* _Passage_:
Either way, i wouldnt joke about ptsd.


----------



## Dan Chutes (Jul 12, 2013)

Here you can see the spitfire, grim reaper and rage tested side by side. Obviously, the video is a bit biased towards the dead ringer heads, but the test is nonetheless very fair. Skip through the hunting footage if you wish. I've never used the dead ringers but the design looks very interesting..... cutting at a smaller diameter going in, and immediately opening to a larger diameter once deployed. They do look tough, that's tough to dispute.


----------



## Blueump (Aug 20, 2005)

caffeineforall said:


> It was an honest warning. There are things called triggers. A massive pool of blood just happens to be one of mine.
> 
> Thought id warn any one else like my self who had to fight through a panic attack after witnessing what a rage can do my first time.
> 
> ...


I completely understand. We are going through the same thing but with different triggers. Loud noises and small social groups completely freak him out. He was infantry.

Thank you for your service!


----------



## SPITFIRE (Feb 10, 2005)

bucksnbows said:


> Rage:evil:


I do have a Rage chisel tip to test and the hypodermic shows promise. Spitfires have put a lot of meat on the table without fail  if I do my part.


----------



## Joe Archer (Mar 29, 2000)

Steve said:


> I will by trying the NAP Spitfires this year on a 375 fps crossbow. Hopefully that won't have any problem opening them up.


Two years ago my lady shot a doe at 25 yards out of a crossbow with a Spitfire. Complete pass-through -stuck into ground in gravel, and the blood trail was something that Charles Manson would be impressed by! 

If I ever use a mechanical it will be Spitfire all the way. 
<----<<<


----------



## bnez111 (Sep 26, 2011)

Muzzy!!!!


----------



## Rico (Mar 15, 2001)

Muzzy.........


----------



## Waz_51 (Jan 10, 2010)

Have any of you Muzzy guys tried the new Trocar heads yet?


----------



## bnez111 (Sep 26, 2011)

Just picked some. They seem to shoot very true and have great penetration Will have to see how they work on opening day...


----------



## booone0 (Nov 28, 2011)

I also picked up some NAP spitfires. They are right on with my field points under 20 yards so far. Will see at longer distances but so far I am happy with them. 

Dunhams has them 4 for $40, about $33 after tax and the 20% coupon they always email out.


----------



## Jigin-N-Grinin (Jan 22, 2008)

Ive shot both... from compound and crossbow. Having had personal issues with both I would lean toward the spitfire if I had to choose. With all that being said, I just bought a new Hoyt Charger this last weekend and two seasoned hunters working at a very reputable archery store in Bay City, Mi talked me into going with *grim reapers*...


----------



## matt76cmich (Jan 25, 2011)

Waz_51 said:


> Have any of you Muzzy guys tried the new Trocar heads yet?


100gr Muzzy MX-3 with the trocar tip did this. They group good out to 40yds for me. and have practiced out to 60 with good results, but I like 30yds in in for hunting.













Took out the muscle on the right front leg, then the lungs and heart, and then hit and broke the left front leg. When he ran off he looked like he was plowing snow, my first bow kill too. He ran all of maybe 40 yards. I have shot 4 other does and none of them have gone over 70yds.

* _Stated goal 1_: In the forum thread, what price does Dunhams charge for the NAP Spitfires?
* _Stated goal 2_: Reproduce the forum thread word for word from "Just picked some." to "happy with them.".

Lines of data
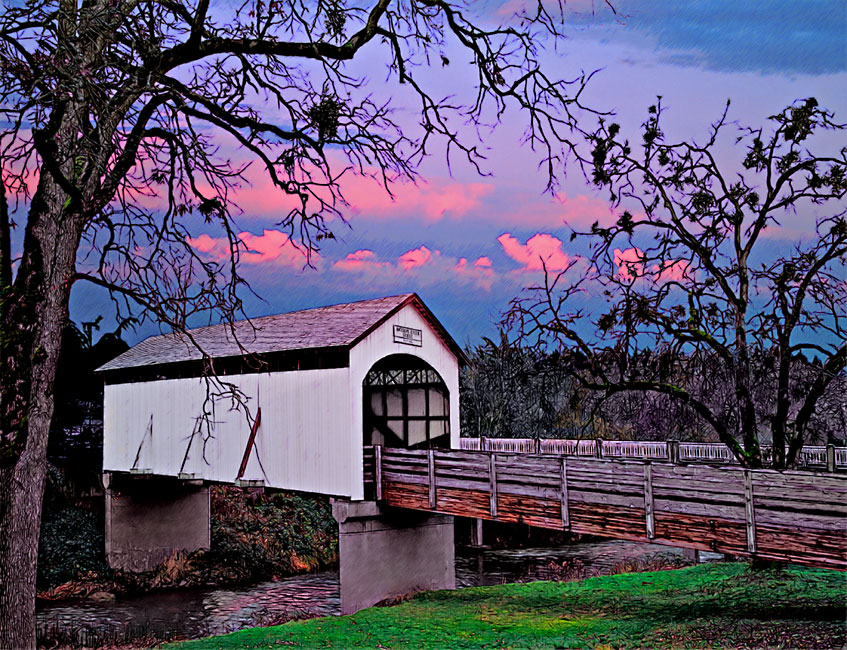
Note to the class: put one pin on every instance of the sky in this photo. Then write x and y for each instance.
(468, 244)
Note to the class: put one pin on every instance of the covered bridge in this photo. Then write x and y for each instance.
(327, 380)
(316, 385)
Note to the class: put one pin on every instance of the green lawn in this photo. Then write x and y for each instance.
(708, 606)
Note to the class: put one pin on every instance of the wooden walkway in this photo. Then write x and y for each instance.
(792, 516)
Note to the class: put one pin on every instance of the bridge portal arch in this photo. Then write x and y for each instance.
(406, 403)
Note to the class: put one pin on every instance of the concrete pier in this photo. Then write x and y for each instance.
(385, 553)
(150, 518)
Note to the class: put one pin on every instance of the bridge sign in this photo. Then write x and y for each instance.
(408, 335)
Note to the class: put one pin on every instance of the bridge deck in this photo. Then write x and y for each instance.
(791, 516)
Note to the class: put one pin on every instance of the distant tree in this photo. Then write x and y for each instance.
(107, 105)
(515, 392)
(690, 300)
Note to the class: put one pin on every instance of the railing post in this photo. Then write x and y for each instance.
(648, 500)
(563, 496)
(378, 471)
(830, 457)
(492, 484)
(673, 451)
(749, 509)
(430, 458)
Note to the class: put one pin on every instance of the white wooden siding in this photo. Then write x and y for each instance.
(310, 438)
(301, 440)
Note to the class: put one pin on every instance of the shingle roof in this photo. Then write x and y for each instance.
(333, 326)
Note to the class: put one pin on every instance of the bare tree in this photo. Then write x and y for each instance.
(692, 296)
(108, 105)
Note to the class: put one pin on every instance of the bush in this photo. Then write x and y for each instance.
(72, 538)
(256, 536)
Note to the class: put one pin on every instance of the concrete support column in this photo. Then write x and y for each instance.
(385, 553)
(148, 519)
(476, 533)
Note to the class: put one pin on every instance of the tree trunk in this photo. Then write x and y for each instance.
(33, 320)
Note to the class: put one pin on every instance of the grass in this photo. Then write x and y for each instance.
(707, 606)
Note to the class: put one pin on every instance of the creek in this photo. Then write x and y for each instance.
(192, 613)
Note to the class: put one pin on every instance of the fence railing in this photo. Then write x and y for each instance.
(826, 457)
(790, 516)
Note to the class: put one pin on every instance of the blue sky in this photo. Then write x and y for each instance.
(466, 243)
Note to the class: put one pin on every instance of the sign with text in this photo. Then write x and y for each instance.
(407, 336)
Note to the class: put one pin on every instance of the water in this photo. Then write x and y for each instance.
(192, 613)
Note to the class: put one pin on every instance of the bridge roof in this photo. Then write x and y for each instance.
(334, 326)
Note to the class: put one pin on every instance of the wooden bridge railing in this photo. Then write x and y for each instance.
(788, 516)
(810, 456)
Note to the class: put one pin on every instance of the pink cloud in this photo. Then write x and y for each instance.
(435, 200)
(417, 257)
(540, 250)
(629, 263)
(271, 247)
(481, 271)
(581, 211)
(421, 265)
(360, 260)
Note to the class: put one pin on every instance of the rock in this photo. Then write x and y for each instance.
(102, 596)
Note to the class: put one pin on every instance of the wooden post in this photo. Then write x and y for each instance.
(492, 480)
(648, 500)
(563, 496)
(378, 471)
(430, 457)
(673, 451)
(250, 440)
(750, 511)
(830, 457)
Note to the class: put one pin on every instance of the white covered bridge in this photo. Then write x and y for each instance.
(316, 387)
(363, 397)
(321, 383)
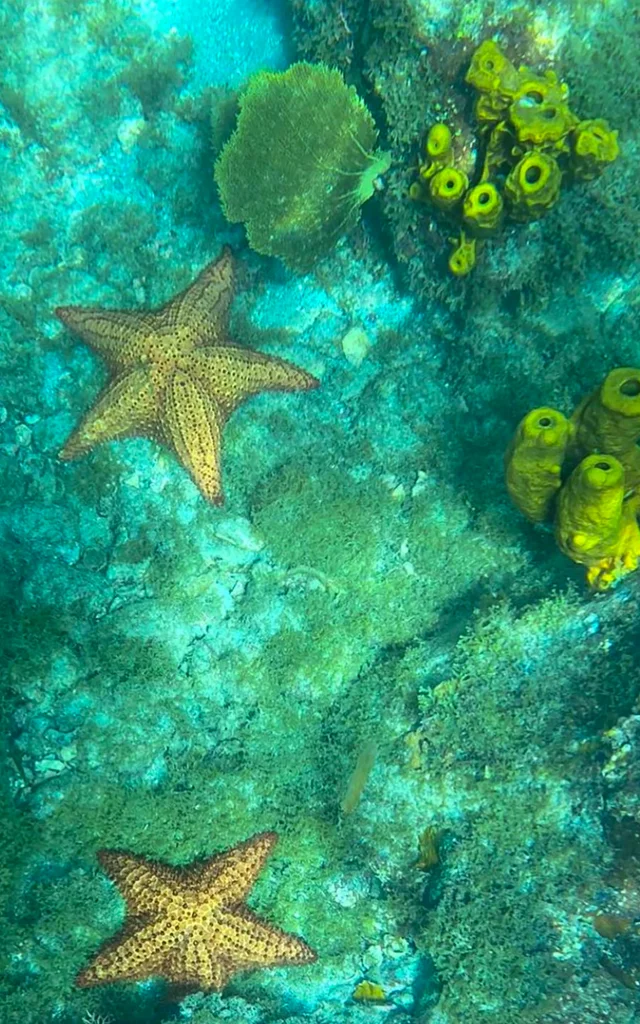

* _Task answer 1_: Dunhams sells them 4 for $40.

* _Task answer 2_:
Just picked some. They seem to shoot very true and have great penetration Will have to see how they work on opening day...


----------



## booone0 (Nov 28, 2011)

I also picked up some NAP spitfires. They are right on with my field points under 20 yards so far. Will see at longer distances but so far I am happy with them.